#### [Prompt A]
Collect every line of the rows that contains the string "hair".

#### [Text block]
Tracking is done by first segmenting objects then linking objects between consecutive frames. Linking is done by matching objects and several criteria or matching rules are available. Here we will link objects if they significantly overlap between the current and previous frames.

It is expected that you are already familiar with the Galaxy interface and the workflow editor. If this is not the case, we recommend you to complete the requirements listed at the start of this tutorial.

Warning: Important information: CellProfiler in Galaxy

The Galaxy CellProfiler ( Galaxy version 3.1.9+galaxy0) tool takes two inputs: a CellProfiler pipeline and an image collection. Some pipelines created with stand-alone CellProfiler may not work with the Galaxy CellProfiler tool. Some reasons are:

  • The pipeline was built with a different version of CellProfiler. The Galaxy tool currently uses CellProfiler 3.9.
  • Modules used by the pipeline aren’t available in Galaxy.
  • Parameters for some CellProfiler modules are limited/constrained compared to the stand-alone version, most notably:
    • Parameters require manual input from the user whereas, in the stand-alone version, some modules can inherit parameter values from other modules.

#### [Prompt B]
Answer these questions about the CellProfiler tracking text:
(i) What two inputs does the Galaxy CellProfiler tool take?
(ii) Which version of CellProfiler does the Galaxy tool currently use?
(iii) Under what condition will objects be linked here?

#### [Data in this exercise]

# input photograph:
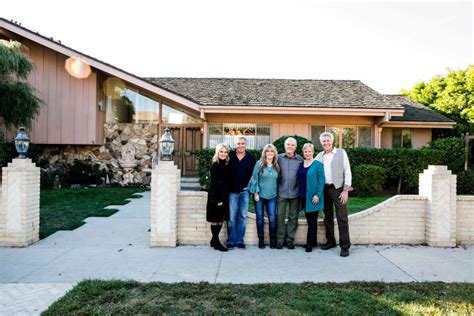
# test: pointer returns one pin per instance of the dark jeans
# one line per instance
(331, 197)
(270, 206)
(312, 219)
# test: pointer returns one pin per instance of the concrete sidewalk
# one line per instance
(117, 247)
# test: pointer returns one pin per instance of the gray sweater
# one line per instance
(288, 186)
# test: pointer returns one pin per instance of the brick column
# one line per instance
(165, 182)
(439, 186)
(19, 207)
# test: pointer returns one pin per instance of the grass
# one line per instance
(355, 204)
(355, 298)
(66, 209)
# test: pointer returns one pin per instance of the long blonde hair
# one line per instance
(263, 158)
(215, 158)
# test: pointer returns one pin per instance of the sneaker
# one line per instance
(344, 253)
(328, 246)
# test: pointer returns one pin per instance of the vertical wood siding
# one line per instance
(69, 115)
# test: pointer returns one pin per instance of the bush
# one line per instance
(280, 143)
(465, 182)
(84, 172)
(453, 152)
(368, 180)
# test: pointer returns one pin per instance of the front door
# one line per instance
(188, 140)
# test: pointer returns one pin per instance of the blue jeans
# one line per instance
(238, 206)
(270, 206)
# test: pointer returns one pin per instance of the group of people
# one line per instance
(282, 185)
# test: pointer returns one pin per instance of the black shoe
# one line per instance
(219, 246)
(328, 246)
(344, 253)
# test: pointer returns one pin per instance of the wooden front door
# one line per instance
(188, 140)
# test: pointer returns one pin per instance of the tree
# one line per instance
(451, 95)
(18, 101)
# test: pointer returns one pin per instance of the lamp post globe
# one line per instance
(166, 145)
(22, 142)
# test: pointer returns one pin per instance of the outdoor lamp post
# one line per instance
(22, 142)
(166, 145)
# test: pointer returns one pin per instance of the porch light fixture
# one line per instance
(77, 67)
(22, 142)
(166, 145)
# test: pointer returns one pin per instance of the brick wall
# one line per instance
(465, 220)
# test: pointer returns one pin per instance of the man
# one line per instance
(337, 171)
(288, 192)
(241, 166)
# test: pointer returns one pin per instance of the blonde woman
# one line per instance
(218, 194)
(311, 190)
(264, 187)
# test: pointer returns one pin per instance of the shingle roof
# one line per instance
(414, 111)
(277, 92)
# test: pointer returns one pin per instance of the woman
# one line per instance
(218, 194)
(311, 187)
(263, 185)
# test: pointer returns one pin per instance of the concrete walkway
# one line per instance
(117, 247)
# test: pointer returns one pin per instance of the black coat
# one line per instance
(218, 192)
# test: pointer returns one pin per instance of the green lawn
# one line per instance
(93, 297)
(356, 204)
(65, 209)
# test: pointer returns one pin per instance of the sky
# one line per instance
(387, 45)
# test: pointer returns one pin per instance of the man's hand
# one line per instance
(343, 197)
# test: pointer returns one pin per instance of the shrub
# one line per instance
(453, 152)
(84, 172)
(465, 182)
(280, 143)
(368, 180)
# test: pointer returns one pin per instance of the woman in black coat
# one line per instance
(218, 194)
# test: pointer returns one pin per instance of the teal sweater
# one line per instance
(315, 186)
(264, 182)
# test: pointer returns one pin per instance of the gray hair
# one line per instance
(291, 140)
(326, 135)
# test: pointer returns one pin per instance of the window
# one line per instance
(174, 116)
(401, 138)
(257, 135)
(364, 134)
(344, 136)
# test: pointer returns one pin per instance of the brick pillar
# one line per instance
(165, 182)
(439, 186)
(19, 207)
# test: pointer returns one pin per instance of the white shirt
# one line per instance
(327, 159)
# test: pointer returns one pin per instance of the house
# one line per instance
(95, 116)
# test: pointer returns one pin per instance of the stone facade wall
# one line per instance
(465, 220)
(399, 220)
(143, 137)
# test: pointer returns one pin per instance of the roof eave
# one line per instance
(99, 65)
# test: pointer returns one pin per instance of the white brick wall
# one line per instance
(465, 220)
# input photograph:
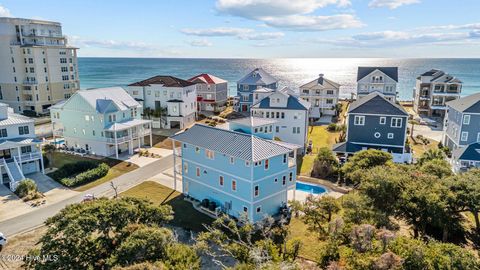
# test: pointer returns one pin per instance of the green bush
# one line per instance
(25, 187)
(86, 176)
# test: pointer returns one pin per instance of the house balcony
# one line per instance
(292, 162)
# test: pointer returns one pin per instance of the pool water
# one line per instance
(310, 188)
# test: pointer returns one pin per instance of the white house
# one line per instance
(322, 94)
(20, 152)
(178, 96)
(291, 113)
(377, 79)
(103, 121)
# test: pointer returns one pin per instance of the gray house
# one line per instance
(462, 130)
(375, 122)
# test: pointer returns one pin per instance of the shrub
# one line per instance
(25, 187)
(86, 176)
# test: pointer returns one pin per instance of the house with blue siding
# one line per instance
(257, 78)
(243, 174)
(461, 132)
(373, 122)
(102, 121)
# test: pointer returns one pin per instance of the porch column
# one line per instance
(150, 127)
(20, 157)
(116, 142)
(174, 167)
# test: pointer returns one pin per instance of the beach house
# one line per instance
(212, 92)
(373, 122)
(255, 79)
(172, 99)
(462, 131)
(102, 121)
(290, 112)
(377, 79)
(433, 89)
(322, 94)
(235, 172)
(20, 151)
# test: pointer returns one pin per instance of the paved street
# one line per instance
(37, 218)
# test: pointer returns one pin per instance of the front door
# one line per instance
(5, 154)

#### [Written reply A]
# test: pointer returns one pin per instance of the long blonde hair
# test: pointer returns one pin per instance of the gray hair

#### [Written reply B]
(i) A CellProfiler pipeline and an image collection.
(ii) CellProfiler 3.9.
(iii) If they significantly overlap between the current and previous frames.